◆ 取り組む問題
A - 『ソロモンの歌』の書評について、次の問いに答えよ。
(i) 『ソロモンの歌』の著者は誰か。
(ii) 著者が荷風に共感したのは何か。
(iii) 芸術の精神を支えるものとして何が挙げられているか。
B - 『ソロモンの歌』の書評のうち「音楽評論家に」で始まる段落を読み、著者が何かを見たり感じたりした相手として名前が出てくる文学者をすべて挙げよ。
C - 『ソロモンの歌』の書評を、最後の文の後から書き継げ。

◆ 原文
++++

2019-05-19

"ソロモンの歌" 吉田秀和 著

「かつて起ったこと、それはこれからも起るだろうものと正に同じだ。人間がかつてやってきたもの、それは彼らがこれからもやるだろうことにほかならない。」
... ソロモン

音楽評論家に音楽以外のものを... と勧められて書いたものが、この本だそうな。著者にとって、文学も音楽と同じように心に奏でるものがあると見える。中原中也に宇宙論の啓示を見、吉田一穂に自恃の表出から湧き出る虚無を感じ、荷風に急速な近代化への反発心を共感し、漱石に日本社会の病魔を意識する。その明るい筆の影に、昭和の戦争が深刻化していく様を想像せずにはいられない。
「日本人の最大の特徴は、外国の文物思想の浅薄な模倣をよろこぶ気持ちと、深いところに潜在する排外思想との間の緊張ではあるまいか。その間に調和を求めるものは、どこかに逃避しなければならない。」

芸術は、ある種の社会的反抗から生じるところがある。人間の自由と個人の尊厳こそが、その精神を支える。知性と意志に働きかけ、感情、ことに皮膚感覚に微妙をきわめた音色が聞こえてきそうな...

++++

◆ 位置アノテーションデータセット抜粋
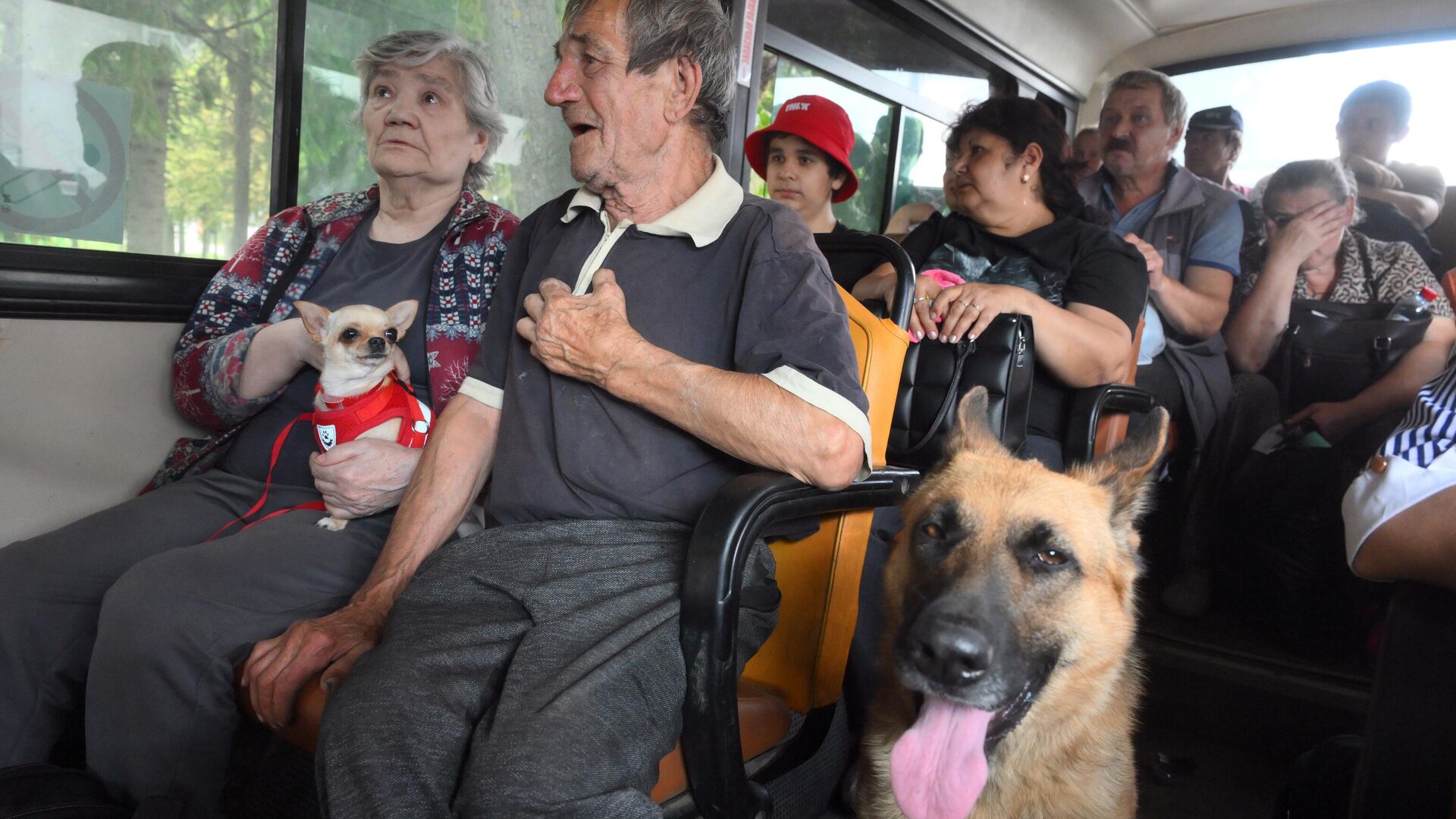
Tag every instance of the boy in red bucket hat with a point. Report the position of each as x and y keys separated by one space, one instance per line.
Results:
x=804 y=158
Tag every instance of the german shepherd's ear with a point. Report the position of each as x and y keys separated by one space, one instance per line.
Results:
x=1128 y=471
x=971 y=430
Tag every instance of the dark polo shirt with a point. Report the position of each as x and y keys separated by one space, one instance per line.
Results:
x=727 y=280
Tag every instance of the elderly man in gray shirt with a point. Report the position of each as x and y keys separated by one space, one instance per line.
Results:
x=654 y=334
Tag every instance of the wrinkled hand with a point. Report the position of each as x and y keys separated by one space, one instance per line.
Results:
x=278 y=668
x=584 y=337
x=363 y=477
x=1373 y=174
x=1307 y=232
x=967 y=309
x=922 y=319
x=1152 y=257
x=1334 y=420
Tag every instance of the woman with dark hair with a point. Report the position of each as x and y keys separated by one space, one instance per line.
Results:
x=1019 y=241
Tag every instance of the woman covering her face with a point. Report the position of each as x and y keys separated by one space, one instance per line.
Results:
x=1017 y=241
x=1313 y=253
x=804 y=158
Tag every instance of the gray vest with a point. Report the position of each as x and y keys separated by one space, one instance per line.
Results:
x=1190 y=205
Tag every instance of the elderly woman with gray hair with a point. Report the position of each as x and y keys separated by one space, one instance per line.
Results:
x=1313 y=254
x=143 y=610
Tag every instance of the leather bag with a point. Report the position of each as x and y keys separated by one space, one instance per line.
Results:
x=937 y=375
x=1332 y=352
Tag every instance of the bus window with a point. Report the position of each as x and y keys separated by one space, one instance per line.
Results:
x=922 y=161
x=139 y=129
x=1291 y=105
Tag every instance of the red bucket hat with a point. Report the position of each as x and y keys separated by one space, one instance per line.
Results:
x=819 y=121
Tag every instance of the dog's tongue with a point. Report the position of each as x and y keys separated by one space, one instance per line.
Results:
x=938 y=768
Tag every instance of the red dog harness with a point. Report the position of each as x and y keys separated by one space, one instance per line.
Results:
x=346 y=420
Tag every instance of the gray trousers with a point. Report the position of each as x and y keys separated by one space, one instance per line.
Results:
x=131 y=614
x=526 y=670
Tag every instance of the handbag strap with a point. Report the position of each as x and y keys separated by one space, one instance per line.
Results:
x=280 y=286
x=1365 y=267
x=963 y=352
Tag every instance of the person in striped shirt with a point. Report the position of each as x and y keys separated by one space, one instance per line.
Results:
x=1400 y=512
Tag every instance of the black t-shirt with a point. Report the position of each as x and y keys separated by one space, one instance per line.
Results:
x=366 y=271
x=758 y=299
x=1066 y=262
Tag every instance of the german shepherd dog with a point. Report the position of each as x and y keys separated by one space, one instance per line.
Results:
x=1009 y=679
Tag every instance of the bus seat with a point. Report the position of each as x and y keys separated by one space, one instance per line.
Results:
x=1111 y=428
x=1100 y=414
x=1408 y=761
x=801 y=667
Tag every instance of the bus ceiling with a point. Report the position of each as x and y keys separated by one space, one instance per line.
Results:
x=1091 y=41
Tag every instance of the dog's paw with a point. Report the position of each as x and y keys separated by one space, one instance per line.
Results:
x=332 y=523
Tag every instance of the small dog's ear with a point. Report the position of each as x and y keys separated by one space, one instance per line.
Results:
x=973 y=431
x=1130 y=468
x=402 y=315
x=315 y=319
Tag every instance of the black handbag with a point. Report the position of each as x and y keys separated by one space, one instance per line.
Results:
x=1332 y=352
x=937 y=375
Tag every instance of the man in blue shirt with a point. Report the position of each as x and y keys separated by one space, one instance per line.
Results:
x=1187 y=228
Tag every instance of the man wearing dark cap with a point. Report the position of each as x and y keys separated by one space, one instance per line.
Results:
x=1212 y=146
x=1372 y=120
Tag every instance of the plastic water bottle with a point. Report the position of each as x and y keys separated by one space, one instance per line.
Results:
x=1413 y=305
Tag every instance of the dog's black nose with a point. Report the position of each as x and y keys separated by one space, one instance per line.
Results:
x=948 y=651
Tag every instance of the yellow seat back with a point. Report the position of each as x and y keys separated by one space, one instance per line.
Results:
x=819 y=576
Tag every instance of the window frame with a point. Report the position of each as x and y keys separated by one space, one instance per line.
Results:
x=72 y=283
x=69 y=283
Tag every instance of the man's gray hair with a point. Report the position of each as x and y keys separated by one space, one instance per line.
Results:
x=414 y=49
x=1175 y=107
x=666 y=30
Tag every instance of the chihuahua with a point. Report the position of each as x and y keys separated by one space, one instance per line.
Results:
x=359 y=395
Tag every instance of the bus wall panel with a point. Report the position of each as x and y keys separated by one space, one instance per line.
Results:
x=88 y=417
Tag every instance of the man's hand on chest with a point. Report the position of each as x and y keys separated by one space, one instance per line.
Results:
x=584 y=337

++++

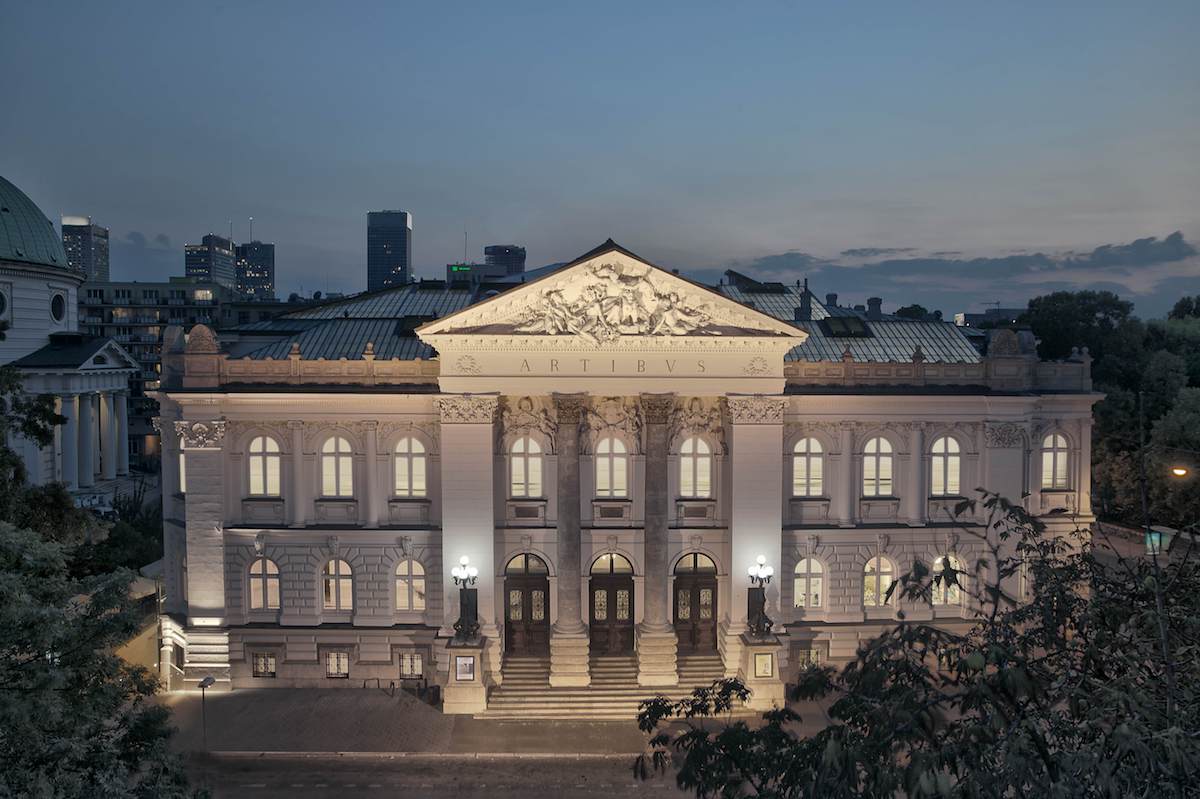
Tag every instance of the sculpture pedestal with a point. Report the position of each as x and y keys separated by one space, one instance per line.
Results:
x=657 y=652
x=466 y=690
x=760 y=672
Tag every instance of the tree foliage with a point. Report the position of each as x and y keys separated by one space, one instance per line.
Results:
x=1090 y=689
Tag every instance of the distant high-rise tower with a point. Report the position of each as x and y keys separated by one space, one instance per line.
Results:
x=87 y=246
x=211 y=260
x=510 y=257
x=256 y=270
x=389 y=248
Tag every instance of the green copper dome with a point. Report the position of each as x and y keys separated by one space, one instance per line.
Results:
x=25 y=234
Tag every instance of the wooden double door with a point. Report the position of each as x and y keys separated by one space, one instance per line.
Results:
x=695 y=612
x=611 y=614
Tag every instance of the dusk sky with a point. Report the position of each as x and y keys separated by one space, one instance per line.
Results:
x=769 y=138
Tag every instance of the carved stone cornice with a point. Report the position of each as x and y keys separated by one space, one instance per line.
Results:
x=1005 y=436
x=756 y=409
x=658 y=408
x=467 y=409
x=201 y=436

++++

◆ 解答
A -
(i) 吉田秀和
(ii) 急速な近代化への反発心
(iii) 人間の自由と個人の尊厳

B - 中原中也、吉田一穂、荷風、漱石

C -
詩人でなくても、芸術家たちは自己の中に詩を奏でるようである。詩人とは、よほど辛いものらしい。自殺するにせよ、諦念のうちに死ぬにせよ、けして妥協を許さない。自己破滅型人間、いや、自己完成形か。どうしてこんな人種がいるのか、理解を絶する。狂気しなければ到達しえない境地が、確かにある。それは、人生における戦術の問題であろうか。彼らの生き様は滑稽ですらある。いや、あえて滑稽に生きよ!というのか。狂気できない者は未熟児同然というのか。そうかもしれん。彼らは、自分の人生をハッキングしながら生きようというのか...

中原中也との出会いには、こう回想する。
「彼の存在が、私にあきらかにしてくれたことは、一口でいうと、何億という人間の中には、『この宇宙で人間が生きている』という、簡単といえば簡単な事実について、ある意味を、突然、私たちが日常生活ではあまり経験しないような形で、啓示できる人間がいる、ということである。」

吉田一穂については、裸の思想を紹介してくれる。
「だから詩を書くのだ。私は詩人だ。ほかの何者でもない。だが、詩とは何か?詩とは自分の内外にある虚無に向かって、火を放つものだ。詩は、もう一つの宇宙を創る天を低めて自らを神とする術である。」

漱石については、こう語る。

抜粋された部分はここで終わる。